Objective: Output every entry exactly as written.

# start of Information supplied

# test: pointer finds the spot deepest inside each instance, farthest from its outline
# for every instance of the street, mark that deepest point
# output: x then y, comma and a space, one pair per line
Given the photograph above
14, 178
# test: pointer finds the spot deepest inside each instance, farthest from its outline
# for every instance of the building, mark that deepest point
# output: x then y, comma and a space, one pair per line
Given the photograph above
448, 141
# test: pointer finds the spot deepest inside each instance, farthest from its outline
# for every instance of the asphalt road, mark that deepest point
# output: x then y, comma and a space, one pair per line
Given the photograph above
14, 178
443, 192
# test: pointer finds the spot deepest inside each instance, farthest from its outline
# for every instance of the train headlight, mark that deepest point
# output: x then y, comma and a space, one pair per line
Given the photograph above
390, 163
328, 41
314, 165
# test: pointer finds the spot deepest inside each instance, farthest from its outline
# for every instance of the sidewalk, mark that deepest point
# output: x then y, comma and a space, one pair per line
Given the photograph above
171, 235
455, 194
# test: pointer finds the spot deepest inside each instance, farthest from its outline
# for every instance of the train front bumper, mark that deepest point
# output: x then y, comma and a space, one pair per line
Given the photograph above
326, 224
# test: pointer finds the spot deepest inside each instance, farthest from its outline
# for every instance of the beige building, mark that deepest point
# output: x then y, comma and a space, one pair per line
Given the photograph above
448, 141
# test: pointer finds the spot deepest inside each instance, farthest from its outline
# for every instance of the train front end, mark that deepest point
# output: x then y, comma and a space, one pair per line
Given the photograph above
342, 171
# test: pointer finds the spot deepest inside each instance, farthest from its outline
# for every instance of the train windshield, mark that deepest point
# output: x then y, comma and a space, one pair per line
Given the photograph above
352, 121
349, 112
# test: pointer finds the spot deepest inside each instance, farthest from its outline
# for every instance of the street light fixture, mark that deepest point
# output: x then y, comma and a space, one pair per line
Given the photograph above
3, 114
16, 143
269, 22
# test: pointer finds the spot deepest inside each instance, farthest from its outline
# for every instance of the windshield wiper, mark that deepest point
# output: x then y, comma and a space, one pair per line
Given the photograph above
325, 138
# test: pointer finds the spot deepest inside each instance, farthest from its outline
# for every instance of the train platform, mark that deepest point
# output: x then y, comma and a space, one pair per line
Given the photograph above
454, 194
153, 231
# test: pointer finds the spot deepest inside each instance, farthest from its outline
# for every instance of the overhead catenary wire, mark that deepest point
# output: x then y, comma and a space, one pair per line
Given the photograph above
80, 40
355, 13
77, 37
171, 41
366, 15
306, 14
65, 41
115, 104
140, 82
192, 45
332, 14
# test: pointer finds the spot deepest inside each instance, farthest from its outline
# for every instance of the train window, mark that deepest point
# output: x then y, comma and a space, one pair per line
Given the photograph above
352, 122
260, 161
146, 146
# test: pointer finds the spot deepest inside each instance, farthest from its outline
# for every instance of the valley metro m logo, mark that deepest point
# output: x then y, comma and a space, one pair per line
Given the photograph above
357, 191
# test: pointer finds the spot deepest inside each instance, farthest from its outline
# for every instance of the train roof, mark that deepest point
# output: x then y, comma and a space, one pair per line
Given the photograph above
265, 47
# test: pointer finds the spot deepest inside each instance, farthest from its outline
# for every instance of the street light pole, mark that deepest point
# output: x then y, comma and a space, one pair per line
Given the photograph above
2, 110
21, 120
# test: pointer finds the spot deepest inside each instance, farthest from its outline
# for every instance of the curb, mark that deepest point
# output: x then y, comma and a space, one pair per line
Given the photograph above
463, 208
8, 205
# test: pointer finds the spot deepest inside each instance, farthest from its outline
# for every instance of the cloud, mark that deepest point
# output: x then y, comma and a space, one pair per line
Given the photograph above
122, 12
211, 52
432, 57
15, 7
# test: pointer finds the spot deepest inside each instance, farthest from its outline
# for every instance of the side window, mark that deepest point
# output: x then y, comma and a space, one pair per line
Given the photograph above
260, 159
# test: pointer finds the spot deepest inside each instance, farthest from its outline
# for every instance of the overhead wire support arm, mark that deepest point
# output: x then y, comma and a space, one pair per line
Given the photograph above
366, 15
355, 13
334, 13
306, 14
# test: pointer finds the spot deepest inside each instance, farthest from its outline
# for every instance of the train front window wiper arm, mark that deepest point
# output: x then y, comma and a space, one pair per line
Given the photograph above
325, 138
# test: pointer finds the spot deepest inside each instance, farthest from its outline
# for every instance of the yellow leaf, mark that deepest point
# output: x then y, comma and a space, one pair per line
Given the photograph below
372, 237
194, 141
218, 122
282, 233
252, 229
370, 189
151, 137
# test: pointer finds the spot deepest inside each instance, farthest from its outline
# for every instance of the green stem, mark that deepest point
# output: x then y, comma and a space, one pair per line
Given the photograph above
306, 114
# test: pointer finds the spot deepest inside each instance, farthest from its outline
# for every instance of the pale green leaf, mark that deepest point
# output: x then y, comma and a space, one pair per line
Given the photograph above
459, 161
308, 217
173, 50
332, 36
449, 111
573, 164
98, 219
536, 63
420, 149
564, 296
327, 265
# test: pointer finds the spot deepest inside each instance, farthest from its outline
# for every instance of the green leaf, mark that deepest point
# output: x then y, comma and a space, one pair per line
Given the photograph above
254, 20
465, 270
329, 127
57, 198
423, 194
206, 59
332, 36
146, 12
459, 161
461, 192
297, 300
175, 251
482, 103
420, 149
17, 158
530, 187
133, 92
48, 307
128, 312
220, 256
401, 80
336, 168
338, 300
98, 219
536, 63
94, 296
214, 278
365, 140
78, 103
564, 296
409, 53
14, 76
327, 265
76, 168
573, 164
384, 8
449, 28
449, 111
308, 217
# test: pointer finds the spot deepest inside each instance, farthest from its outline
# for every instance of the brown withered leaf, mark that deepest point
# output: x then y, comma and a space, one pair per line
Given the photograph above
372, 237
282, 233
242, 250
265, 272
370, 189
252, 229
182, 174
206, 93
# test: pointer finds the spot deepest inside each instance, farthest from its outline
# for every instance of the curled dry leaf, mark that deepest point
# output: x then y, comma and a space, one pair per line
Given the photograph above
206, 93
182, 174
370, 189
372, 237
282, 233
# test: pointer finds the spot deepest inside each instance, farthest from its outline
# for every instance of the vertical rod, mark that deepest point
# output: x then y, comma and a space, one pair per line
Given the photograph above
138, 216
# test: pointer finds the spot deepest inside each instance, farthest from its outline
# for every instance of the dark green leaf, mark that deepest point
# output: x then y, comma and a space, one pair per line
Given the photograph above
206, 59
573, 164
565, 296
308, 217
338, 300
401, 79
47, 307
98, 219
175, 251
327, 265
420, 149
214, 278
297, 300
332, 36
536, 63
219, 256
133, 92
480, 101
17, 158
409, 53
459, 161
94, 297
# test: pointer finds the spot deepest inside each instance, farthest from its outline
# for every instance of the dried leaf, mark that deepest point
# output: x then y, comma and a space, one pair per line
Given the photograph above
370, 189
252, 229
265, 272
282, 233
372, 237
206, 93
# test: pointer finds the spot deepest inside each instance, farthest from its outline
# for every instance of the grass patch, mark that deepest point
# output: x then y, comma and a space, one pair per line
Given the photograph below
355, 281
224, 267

# end of Information supplied

Exercise solution:
# test: pointer finds the spot deepest inside each instance, farthest from its outline
# for every instance of the street, mark that deepest point
# output: x then y, comma and a space, one pair per line
Given the photograph above
14, 178
# test: pointer finds the spot deepest inside each instance, farthest from its outline
# for every instance of the building, mark that deepest point
# output: x then y, comma and a space, one pair per line
Given the photograph above
448, 141
# test: pointer finds the spot deepest inside each instance, farthest from its outline
# for every instance of the asphalt road, mark that deepest point
# output: x then y, comma and a space, one pair per line
Given the photograph above
14, 178
443, 192
# test: pointer finds the spot deepest inside each instance, farthest from its outline
# for every instance of the train headlight, mark that deepest point
# output: x then y, comma and a space, one pair per line
Given the photograph above
390, 163
328, 41
314, 165
# test: pointer finds the spot deepest inside each instance, farthest from its outline
# for every instance of the sidewalk, mark that deepest point
# output: x then y, comma and a space, one pair per line
Given the photograph above
171, 235
455, 194
# test: pointer finds the spot deepest inside each instance, farthest from its outline
# for every instance of the train front bumper, mark that deepest point
# output: x then y, comma and a space, one pair per line
Given the photograph above
326, 224
# test: pointer finds the spot deepest inside each instance, farthest from its outline
# for every instance of the beige building, mark that deepest point
# output: x then y, comma and a space, one pair per line
Given the photograph above
448, 141
# test: pointer finds the spot deepest inside each instance, farthest from its outline
# for every instance of the train front end, mark that deepest point
# output: x then y, comma and a space, one pair per line
Given the photograph above
342, 171
# test: pointer finds the spot deepest inside each instance, farthest from its outline
# for every instance of the train windshield, mark that deepest point
# output: x then y, comma and a space, one pair per line
Given the photograph above
352, 121
349, 112
# test: pointer finds the spot deepest inside each instance, farthest from its outline
# for every instance of the street light fixture, mark that deepest point
# output: x then y, comma and a space, one pair per line
Given the photograph above
3, 114
16, 143
269, 22
# test: pointer finds the spot deepest inside each instance, farthest from its outline
# for every instance of the windshield wiper, mark that deepest point
# output: x then y, comma and a space, one pair per line
Given the photograph above
325, 138
# test: pointer finds the spot deepest inside each instance, farthest from its outline
# for every instance of the train platform, mark that deepest point
# output: x then y, comma and a space, one pair per line
Given the photograph above
454, 194
153, 231
# test: pointer finds the spot deepest inside each instance, farthest from its outline
# for every instance of the overhead catenary wire, mark that deepest point
# output: x then y, comma and a space, one pair per line
Given the photograph above
80, 40
355, 13
77, 37
171, 41
366, 15
306, 14
65, 41
115, 104
140, 82
192, 45
332, 14
# test: pointer finds the spot deepest inside each instance, farthest from its outline
# for every instance of the train window, mark that deepest point
# output: x then y, comma and a space, one pair per line
Given the photograph above
352, 122
260, 161
146, 146
# test: pointer finds the spot deepest inside each instance, farthest from its outline
# for every instance of the valley metro m logo, mark that deepest point
# output: x then y, comma and a space, one pair per line
Given the photograph above
357, 191
# test: pointer finds the spot deepest inside each instance, farthest from its outline
# for every instance of the train roof, mark that deepest point
# output: x then y, comma and a space, one pair per line
Given the photograph above
265, 47
# test: pointer finds the spot deepest inside each instance, farthest from its outline
# for every instance of the street light pole, mark that deepest point
# output: x then y, comma and a space, one pair per line
Given the photograph above
2, 110
21, 120
# test: pointer finds the spot deepest inside each instance, farthest from its outline
# for every instance of the curb, mark that deepest point
# output: x then y, comma and a space, one pair per line
Given the photograph above
463, 208
8, 205
# test: pointer finds the spot deepest inside each instance, farthest from its outline
# for every instance of the cloud, mark that deepest point
# output: x then y, comma and a space, one pair per line
Given the photograph above
122, 12
211, 52
432, 57
15, 7
# test: pointer finds the spot deepest inside each instance, farthest from its outline
# for every instance of the side window, mark that deepest point
# output: x then y, comma and a space, one pair per line
Given the photograph above
260, 159
# test: pointer finds the spot deepest inside each instance, farthest from its outline
# for every instance of the overhead wire support arm, mark that deepest point
# output: x then y, comma and a space, one pair per line
Given the photograph above
366, 15
355, 13
334, 13
306, 14
# test: pointer finds the spot deepest inside each instance, farthest from its outline
# for every instance of the train front window wiper arm, mark that deepest point
# output: x then y, comma and a space, one pair per line
Given the photograph above
325, 138
# test: pointer finds the spot deepest inside each instance, farthest from its outline
# for every instance of the yellow leaf, mark that deepest point
# output: x then y, comma and a space, one pair per line
Given the photograph below
372, 237
194, 141
218, 122
282, 233
252, 229
370, 189
151, 137
# test: pointer finds the spot deepest inside each instance, farthest from its outline
# for every instance of the green stem, mark that deepest point
# output: x then y, comma and a space, one pair per line
Given the photograph above
306, 114
# test: pointer finds the spot deepest inside each instance, farthest from its outline
# for every instance of the pale green leaf, mark that deepest point
# output: x then y, comma and a space, one pair per line
Given the photograph above
459, 161
308, 217
173, 50
332, 36
449, 111
573, 164
98, 219
536, 63
420, 149
564, 296
327, 265
# test: pointer finds the spot deepest inside each instance, farthest from its outline
# for every instance of the green leaf, mark that deepest point
# output: x then y, comma and a space, one pair per line
Given the photograph above
254, 20
465, 270
329, 127
57, 198
423, 194
206, 59
332, 36
146, 12
459, 161
461, 192
297, 300
175, 251
482, 103
420, 149
17, 158
530, 187
133, 92
48, 307
128, 312
220, 256
401, 80
336, 168
338, 300
98, 219
536, 63
94, 296
214, 278
365, 140
78, 103
564, 296
409, 53
14, 76
327, 265
76, 168
573, 164
384, 8
449, 28
449, 111
308, 217
# test: pointer finds the spot deepest inside each instance, farthest from its outline
# for every instance of the brown withered leaf, mark that deepest point
# output: x then y, comma and a space, one pair per line
Given the photograph above
372, 237
282, 233
242, 250
265, 272
370, 189
252, 229
182, 174
206, 93
# test: pointer finds the spot deepest inside each instance, farthest from its outline
# for every instance of the curled dry leaf, mark that deepest point
# output: x then y, comma and a space, one pair per line
Given the photograph above
206, 93
182, 174
370, 189
372, 237
282, 233
# test: pointer finds the spot deepest inside each instance, farthest from its outline
# for every instance of the vertical rod, mark that deepest point
# output: x then y, comma and a space, one pair per line
Given the photograph above
138, 216
# test: pointer finds the spot deepest inside each instance, farthest from its outline
# for every instance of the dark green leaf, mark that deepest point
# output: x then y, comma and a space, one pair per line
Given the photograph above
206, 59
573, 164
565, 296
308, 217
338, 300
401, 79
47, 307
98, 219
175, 251
327, 265
420, 149
214, 278
297, 300
332, 36
536, 63
219, 256
133, 92
480, 101
17, 158
409, 53
459, 161
94, 297
# test: pointer finds the spot deepest inside each instance, farthest from its outline
# for every instance of the dried leaf, mark that deepest point
# output: x then y, comma and a space, one pair per line
Given the photograph above
370, 189
252, 229
265, 272
282, 233
372, 237
206, 93
# test: pointer finds the spot deepest inside each instance, farthest from its outline
# for every instance of the grass patch, mark that deepest point
# output: x then y, comma and a space, one pair per line
Given the photograph below
355, 281
224, 267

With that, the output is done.